Assigned task.
Would you please return the lines of the entries below starting at the line that has "Highlight green mossy" and ending at the line that has "Highlight bird eye in the image above.", both included, exactly as they are?

Recorded information.
►
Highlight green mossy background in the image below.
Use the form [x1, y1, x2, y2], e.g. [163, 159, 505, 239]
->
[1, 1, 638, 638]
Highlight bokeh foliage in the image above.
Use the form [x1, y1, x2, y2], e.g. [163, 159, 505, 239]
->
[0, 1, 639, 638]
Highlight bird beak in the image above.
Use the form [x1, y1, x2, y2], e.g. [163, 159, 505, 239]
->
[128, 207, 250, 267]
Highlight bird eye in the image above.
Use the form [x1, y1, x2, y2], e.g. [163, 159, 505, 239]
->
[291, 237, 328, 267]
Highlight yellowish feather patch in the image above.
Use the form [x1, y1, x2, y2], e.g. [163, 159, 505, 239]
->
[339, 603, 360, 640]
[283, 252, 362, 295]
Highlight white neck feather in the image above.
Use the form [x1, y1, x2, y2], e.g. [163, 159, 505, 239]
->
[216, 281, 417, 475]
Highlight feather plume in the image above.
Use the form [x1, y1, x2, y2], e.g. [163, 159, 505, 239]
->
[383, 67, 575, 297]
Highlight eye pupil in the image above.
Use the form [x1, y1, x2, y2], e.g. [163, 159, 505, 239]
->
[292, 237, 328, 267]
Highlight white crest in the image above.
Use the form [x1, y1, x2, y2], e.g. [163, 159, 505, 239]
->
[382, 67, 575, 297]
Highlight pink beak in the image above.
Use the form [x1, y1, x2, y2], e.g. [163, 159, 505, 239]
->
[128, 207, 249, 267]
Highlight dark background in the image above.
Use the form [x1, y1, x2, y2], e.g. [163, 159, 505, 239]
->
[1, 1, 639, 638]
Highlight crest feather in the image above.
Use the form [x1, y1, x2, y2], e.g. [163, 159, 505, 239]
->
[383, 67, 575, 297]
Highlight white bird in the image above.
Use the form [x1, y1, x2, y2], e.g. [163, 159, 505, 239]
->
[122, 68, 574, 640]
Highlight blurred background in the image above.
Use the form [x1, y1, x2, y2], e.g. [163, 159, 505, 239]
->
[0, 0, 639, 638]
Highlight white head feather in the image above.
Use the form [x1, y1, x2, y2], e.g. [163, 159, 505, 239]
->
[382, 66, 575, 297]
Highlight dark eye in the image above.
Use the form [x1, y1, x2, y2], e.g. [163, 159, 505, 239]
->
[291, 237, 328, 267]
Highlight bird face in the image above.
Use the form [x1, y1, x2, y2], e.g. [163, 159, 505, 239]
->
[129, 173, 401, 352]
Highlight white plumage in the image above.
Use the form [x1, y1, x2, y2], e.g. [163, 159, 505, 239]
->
◄
►
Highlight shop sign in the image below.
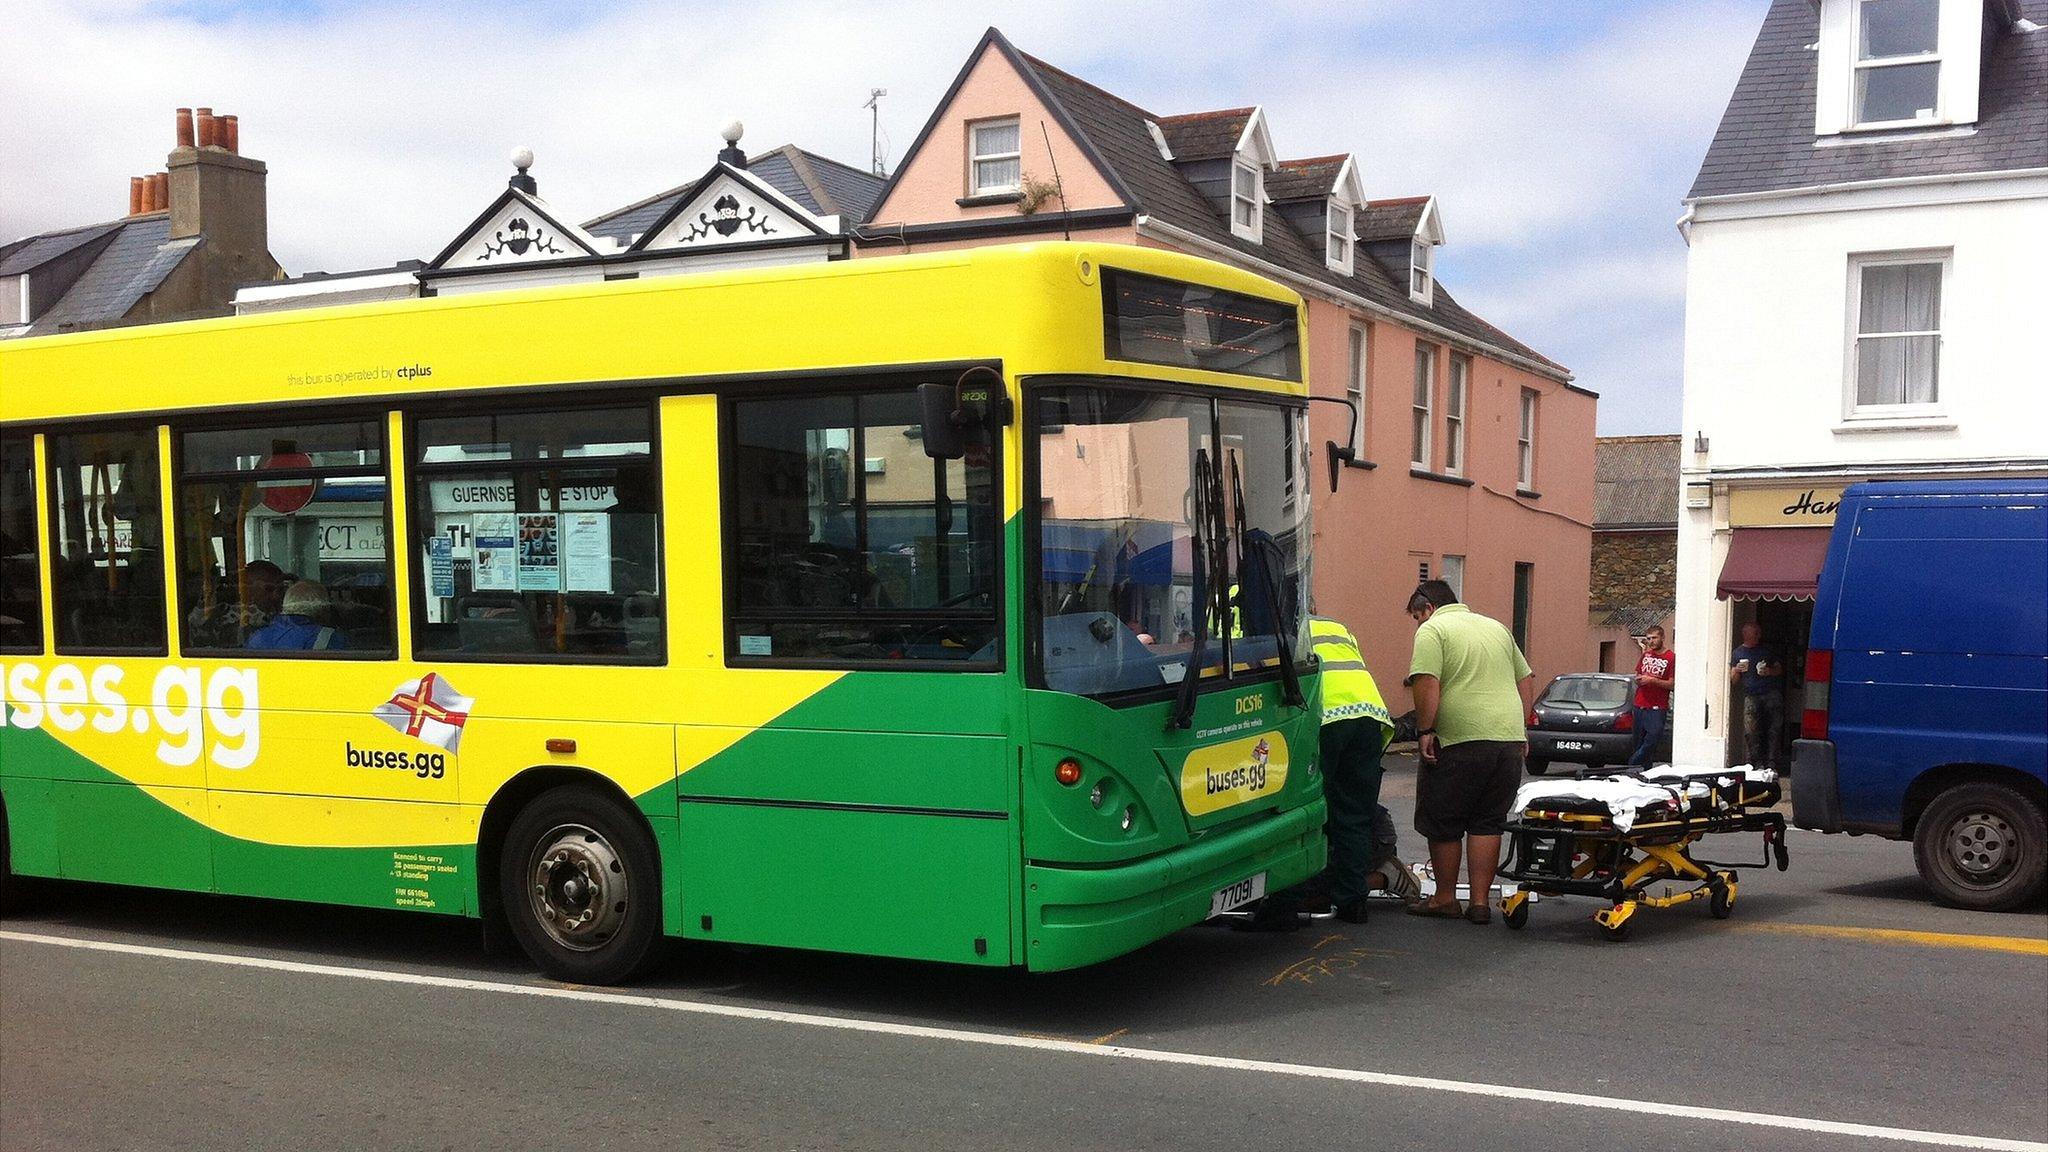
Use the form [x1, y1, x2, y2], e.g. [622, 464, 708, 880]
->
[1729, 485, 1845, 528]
◄
►
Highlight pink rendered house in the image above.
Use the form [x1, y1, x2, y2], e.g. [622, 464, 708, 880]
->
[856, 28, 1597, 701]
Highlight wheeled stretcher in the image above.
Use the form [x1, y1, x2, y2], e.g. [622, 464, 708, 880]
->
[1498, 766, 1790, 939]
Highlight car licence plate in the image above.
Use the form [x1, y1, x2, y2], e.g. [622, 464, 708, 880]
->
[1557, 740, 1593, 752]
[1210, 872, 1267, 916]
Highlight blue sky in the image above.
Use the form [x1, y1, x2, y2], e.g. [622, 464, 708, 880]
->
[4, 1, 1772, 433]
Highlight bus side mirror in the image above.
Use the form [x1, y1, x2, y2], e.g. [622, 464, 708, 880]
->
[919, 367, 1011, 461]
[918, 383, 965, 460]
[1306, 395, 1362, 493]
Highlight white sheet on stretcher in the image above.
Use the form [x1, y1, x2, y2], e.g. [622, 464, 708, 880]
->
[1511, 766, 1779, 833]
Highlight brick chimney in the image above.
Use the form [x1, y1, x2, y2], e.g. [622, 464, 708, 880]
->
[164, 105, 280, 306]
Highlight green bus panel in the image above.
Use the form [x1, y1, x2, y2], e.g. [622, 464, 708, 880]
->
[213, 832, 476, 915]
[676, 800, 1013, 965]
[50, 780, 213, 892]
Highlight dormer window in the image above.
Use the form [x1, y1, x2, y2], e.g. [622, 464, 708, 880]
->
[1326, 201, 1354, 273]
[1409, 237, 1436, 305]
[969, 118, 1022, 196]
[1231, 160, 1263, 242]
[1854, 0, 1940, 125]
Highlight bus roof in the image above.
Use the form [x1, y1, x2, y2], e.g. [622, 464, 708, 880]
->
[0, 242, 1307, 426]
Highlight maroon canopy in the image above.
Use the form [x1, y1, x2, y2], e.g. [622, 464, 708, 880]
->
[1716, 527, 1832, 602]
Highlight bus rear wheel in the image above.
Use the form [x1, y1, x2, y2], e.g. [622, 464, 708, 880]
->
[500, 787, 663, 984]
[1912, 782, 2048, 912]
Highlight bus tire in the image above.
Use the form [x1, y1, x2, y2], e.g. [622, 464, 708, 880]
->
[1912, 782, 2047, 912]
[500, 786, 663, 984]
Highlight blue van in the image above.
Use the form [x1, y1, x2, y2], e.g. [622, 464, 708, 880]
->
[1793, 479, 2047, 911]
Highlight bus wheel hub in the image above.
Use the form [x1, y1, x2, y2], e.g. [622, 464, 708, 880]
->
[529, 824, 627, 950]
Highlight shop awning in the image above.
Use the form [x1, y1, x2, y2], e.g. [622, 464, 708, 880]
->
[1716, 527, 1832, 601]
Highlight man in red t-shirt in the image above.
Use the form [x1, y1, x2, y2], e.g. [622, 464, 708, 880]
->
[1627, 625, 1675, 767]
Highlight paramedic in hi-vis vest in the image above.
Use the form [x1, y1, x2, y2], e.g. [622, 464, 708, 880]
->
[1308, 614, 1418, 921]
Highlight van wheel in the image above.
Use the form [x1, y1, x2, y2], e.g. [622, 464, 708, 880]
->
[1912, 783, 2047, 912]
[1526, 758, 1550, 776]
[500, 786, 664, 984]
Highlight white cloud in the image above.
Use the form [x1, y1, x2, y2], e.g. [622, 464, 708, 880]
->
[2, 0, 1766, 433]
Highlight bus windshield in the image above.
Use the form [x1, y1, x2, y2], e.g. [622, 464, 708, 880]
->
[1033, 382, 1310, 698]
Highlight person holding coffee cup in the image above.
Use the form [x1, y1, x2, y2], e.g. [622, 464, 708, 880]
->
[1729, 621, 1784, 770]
◄
Task response.
Highlight green mossy background in the image below.
Use the form [x1, y1, x2, y2], e.g. [163, 159, 505, 239]
->
[1, 1, 638, 638]
Highlight bokeh foliage in the image above.
Use the form [x1, y1, x2, y2], e.g. [163, 159, 505, 239]
->
[0, 1, 639, 638]
Highlight bird beak in the image above.
Use the form [x1, y1, x2, y2], e.g. [163, 159, 505, 239]
->
[128, 207, 250, 267]
Highlight bird eye in the image above.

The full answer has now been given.